(RECORDS FOR THE EXERCISE)
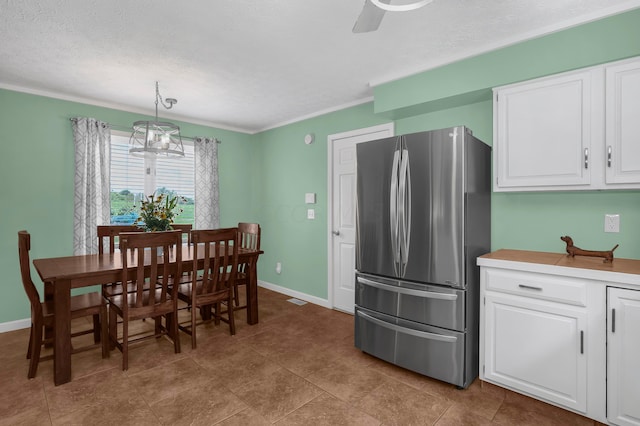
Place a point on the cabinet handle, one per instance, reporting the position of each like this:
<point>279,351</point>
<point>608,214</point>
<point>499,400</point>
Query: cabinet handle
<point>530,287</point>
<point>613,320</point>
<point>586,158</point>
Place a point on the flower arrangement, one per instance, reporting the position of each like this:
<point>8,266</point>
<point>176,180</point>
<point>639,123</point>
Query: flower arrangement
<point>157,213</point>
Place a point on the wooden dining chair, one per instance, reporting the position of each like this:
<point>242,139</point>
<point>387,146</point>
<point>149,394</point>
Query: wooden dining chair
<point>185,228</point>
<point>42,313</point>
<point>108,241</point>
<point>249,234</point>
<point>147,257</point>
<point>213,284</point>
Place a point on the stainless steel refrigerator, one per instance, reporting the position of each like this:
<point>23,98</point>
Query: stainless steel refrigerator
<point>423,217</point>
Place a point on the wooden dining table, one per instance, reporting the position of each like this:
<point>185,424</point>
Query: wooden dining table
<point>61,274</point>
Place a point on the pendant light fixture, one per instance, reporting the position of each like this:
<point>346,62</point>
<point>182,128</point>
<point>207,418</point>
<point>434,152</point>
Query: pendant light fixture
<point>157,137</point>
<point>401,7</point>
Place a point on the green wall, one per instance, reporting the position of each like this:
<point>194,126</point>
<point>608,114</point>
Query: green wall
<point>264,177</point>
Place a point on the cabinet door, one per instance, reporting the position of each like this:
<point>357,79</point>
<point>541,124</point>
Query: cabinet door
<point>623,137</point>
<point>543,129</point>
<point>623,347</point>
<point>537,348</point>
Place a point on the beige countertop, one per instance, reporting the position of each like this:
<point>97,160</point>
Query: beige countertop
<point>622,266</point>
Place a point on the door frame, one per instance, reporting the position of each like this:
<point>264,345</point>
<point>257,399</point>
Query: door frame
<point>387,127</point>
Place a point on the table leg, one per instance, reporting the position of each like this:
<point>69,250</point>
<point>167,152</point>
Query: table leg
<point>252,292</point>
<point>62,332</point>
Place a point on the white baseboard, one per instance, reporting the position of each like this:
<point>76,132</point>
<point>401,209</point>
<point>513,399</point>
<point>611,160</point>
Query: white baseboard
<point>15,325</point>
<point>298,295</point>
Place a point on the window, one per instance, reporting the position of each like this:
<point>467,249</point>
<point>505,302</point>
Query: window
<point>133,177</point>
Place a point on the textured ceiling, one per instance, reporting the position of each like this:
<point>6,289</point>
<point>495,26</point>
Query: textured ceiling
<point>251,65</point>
(End RECORDS FOR THE EXERCISE)
(RECORDS FOR THE EXERCISE)
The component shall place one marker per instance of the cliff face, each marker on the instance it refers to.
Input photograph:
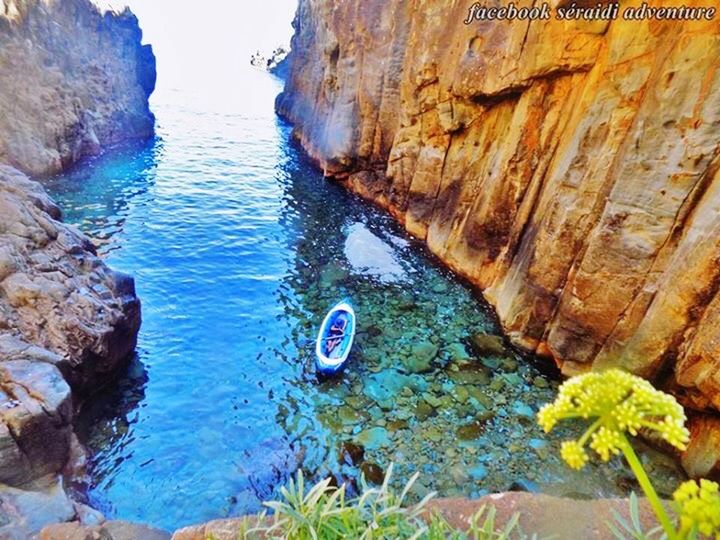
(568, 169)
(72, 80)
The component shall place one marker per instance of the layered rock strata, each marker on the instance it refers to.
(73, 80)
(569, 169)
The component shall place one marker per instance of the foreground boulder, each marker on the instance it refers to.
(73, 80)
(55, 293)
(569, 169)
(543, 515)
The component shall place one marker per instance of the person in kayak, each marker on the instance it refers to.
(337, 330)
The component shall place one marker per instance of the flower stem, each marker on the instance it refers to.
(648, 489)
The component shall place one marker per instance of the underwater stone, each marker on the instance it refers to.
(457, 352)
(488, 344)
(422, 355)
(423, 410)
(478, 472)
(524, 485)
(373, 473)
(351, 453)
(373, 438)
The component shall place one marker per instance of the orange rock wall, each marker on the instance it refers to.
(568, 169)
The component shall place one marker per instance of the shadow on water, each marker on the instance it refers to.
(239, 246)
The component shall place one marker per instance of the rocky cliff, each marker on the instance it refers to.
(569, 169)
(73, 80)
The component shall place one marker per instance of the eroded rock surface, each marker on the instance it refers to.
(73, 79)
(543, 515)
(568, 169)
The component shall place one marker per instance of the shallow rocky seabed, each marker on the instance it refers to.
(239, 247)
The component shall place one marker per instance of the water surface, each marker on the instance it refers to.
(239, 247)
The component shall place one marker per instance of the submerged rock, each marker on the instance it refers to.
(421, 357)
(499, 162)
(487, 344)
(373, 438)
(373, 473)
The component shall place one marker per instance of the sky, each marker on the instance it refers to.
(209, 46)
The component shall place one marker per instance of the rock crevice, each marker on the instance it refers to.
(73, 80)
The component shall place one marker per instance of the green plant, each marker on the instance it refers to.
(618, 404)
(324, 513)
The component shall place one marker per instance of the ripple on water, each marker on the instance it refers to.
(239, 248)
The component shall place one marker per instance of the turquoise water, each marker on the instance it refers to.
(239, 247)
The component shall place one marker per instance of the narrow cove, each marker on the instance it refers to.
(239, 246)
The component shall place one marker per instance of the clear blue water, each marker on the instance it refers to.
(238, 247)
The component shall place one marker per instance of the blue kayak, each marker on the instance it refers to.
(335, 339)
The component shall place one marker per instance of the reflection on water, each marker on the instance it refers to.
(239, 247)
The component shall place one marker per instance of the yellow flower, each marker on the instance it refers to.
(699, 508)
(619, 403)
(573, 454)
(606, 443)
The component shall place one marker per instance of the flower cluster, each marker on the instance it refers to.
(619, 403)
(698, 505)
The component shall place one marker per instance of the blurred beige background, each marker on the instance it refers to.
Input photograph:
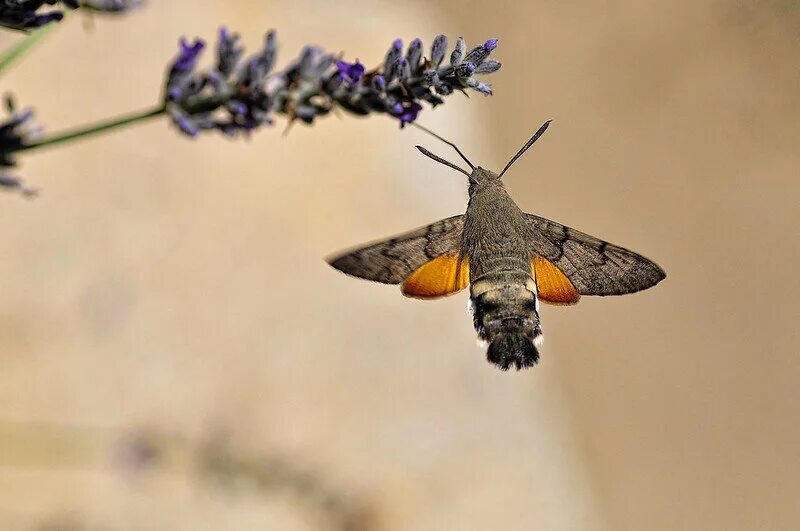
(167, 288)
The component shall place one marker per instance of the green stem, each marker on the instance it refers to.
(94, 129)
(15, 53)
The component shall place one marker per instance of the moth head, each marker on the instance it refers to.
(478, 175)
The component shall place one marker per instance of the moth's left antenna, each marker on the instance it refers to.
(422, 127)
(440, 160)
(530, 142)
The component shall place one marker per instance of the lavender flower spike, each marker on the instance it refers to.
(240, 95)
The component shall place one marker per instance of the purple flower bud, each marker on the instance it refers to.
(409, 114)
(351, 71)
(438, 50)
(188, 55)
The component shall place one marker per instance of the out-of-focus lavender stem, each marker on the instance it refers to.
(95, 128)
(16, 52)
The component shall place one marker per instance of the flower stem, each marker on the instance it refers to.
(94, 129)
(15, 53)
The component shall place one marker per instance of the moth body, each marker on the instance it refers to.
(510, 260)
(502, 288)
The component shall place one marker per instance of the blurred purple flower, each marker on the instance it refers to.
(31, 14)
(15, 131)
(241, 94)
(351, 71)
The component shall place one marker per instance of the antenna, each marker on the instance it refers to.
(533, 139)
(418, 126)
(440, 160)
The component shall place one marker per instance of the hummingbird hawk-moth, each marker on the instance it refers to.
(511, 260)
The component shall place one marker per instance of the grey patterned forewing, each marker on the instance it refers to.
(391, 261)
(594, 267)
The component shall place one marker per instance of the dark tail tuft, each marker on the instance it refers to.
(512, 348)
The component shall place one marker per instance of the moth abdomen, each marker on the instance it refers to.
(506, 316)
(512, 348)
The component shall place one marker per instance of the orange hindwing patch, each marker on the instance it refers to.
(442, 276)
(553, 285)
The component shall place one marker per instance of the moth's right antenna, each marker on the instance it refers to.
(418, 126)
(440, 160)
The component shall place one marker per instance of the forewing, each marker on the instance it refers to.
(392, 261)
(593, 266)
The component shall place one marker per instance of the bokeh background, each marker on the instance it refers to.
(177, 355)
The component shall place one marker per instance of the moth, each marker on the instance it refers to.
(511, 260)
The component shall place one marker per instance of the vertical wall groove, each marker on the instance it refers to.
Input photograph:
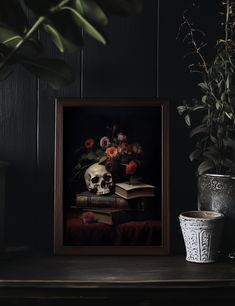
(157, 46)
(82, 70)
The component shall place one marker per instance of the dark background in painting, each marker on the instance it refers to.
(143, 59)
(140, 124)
(End RECORDS FOR THE EXERCISE)
(RECORDS FOR THE EXERCISE)
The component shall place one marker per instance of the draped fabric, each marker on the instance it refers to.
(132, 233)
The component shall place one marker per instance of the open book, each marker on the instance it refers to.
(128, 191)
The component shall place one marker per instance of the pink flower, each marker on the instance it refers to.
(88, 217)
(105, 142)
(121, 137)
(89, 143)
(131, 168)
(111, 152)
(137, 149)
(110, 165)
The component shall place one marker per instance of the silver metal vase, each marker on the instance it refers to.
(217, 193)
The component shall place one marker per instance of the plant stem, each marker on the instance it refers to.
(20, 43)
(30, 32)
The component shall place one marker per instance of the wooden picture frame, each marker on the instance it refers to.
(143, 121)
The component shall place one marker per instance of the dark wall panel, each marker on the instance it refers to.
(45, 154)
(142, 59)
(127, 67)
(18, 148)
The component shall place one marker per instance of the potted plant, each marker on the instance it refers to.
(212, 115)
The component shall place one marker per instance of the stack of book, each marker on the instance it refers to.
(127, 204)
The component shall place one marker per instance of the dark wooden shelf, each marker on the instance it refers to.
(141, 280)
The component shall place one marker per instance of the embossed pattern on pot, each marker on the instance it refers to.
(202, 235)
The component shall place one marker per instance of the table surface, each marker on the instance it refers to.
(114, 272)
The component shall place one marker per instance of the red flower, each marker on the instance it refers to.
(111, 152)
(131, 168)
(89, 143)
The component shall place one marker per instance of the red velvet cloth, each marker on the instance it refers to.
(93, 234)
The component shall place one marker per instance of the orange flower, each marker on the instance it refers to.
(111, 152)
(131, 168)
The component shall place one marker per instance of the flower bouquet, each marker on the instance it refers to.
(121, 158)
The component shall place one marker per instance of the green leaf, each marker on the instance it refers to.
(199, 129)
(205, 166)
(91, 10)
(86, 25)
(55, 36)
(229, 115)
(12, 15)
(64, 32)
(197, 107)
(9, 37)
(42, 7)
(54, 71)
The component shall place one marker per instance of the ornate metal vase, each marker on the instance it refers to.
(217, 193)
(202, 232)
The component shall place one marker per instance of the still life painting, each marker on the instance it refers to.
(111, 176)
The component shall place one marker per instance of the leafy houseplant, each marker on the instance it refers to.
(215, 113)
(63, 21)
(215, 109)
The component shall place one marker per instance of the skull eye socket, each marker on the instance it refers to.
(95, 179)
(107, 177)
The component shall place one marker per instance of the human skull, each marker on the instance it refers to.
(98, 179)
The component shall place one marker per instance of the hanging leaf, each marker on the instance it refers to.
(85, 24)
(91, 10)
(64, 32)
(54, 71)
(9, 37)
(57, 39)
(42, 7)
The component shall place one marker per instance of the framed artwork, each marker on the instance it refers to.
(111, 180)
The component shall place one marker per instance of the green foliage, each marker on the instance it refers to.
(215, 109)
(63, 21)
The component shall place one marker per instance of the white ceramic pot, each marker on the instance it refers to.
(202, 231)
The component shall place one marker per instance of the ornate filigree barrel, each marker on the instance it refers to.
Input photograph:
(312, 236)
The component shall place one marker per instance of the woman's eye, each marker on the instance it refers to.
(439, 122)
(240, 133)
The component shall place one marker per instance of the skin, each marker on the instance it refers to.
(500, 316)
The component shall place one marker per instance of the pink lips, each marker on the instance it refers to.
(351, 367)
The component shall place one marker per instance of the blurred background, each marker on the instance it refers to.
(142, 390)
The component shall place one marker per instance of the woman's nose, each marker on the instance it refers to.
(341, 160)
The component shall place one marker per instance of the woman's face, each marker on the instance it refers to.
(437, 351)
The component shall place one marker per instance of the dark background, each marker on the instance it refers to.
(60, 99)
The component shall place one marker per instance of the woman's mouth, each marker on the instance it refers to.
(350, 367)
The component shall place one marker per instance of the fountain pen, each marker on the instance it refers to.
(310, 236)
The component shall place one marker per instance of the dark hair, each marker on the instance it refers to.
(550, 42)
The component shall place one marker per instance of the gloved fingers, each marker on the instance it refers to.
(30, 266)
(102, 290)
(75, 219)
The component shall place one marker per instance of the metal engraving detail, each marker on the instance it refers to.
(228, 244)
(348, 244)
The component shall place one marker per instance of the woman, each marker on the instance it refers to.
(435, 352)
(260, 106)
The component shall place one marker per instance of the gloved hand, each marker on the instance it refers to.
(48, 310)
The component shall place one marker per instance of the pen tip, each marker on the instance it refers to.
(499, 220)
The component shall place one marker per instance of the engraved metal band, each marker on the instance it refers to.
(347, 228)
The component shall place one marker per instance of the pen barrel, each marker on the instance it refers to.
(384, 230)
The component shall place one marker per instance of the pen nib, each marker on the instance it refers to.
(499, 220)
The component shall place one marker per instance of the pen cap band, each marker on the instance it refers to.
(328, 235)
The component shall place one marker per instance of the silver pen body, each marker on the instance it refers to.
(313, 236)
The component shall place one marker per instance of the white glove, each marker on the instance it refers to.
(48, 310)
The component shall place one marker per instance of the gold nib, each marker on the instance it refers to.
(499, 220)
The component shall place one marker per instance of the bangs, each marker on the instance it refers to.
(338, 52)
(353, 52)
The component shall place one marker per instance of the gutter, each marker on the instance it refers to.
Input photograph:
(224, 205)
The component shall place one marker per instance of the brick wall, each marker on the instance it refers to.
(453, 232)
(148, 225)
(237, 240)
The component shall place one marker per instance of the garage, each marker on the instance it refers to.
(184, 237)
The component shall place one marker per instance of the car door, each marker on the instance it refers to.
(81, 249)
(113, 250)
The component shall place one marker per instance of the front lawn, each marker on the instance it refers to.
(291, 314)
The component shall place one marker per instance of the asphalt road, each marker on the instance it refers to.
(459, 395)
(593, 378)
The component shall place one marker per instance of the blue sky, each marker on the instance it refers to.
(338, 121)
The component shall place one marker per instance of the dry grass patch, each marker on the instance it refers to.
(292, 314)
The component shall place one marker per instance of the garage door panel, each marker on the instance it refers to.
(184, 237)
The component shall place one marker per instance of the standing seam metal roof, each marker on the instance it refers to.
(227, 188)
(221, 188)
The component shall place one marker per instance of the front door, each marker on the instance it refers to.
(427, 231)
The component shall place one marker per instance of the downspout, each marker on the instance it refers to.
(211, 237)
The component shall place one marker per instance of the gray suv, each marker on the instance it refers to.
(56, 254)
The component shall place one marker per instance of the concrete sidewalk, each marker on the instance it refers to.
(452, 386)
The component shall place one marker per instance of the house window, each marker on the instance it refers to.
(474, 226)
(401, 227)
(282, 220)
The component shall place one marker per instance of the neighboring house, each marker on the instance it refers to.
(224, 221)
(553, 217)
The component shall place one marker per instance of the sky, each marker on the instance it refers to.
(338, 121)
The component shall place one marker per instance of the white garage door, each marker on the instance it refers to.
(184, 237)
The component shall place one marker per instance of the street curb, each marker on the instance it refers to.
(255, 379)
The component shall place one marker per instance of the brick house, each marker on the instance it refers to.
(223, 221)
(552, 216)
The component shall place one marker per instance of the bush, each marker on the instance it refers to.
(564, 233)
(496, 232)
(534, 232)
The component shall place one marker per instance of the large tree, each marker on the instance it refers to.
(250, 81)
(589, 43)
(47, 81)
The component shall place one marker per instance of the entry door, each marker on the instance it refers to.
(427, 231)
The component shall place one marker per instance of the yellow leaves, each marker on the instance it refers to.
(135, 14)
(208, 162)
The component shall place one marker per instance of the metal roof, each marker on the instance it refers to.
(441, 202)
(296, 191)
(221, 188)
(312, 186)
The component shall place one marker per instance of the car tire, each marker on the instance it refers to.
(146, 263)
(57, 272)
(End RECORDS FOR THE EXERCISE)
→ TASK ITEM
Repeat the entries above verbatim, but only from the line that has "<point>23,98</point>" down to the line that has "<point>434,152</point>", inclusive.

→ ANSWER BELOW
<point>23,98</point>
Query: stainless steel refrigerator
<point>423,217</point>
Place a point on the wooden dining table, one per instance, reporting the position of each like this:
<point>185,424</point>
Query: wooden dining table
<point>61,274</point>
Place a point on the pendant light fixture, one per instance, reporting the position of each like this:
<point>346,62</point>
<point>182,128</point>
<point>207,418</point>
<point>434,152</point>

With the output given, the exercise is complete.